### What is asked:
Format the listing below as a JSON list of strings, one string per line, leaving out any blank lines.

### Data rows:

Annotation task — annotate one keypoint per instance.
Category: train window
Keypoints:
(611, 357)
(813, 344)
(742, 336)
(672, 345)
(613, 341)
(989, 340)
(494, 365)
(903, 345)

### Answer to this problem:
[
  "Annotation task — annotate one keypoint per instance.",
  "Category: train window",
  "Keypoints:",
  "(611, 357)",
  "(813, 344)",
  "(742, 336)",
  "(672, 345)",
  "(613, 341)",
  "(989, 340)",
  "(494, 365)",
  "(903, 345)"
]